Task requirements> Copy the entries below from the line containing "Practice task. Find the tree canopy" through the end of the entries, including both ends and keeping every line, requests too. Offset the coordinates by adding 53 to each of their numbers.
-----
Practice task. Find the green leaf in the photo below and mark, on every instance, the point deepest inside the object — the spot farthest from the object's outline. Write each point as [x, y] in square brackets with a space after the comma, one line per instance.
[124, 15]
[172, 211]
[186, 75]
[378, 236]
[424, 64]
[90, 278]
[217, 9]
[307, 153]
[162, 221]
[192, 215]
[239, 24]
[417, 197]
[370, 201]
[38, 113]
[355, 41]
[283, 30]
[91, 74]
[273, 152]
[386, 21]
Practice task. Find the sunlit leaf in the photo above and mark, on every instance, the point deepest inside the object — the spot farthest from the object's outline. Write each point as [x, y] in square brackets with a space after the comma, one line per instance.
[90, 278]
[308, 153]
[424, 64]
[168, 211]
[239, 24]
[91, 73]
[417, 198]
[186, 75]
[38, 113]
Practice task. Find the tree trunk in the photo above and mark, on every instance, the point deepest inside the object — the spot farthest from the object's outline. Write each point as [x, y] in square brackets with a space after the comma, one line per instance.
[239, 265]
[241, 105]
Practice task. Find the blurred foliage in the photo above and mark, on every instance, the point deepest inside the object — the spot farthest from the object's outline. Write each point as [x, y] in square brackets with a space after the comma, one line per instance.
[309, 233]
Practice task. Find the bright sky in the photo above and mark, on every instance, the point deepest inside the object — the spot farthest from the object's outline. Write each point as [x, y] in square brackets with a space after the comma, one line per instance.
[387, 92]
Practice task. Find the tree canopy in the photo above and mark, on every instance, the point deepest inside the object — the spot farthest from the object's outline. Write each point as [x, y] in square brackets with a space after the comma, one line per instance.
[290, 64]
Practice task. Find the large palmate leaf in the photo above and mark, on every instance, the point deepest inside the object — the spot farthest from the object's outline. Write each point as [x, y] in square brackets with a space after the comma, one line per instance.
-----
Output of the exercise>
Practice task. Find the tree canopy in the photo above and mark, on every instance, the point deepest inside the object — the spot farthest from the object's outline. Write each point as [x, y] in square brackets with a space after the comma, one line per instance.
[343, 117]
Practice task. Find the large palmate leaf in the photo above and mark, on every instance, the point deepest inside the object — the spot farthest from the object's outline. Write each point as [x, y] in square brackets with a space after the comma, one line per instance.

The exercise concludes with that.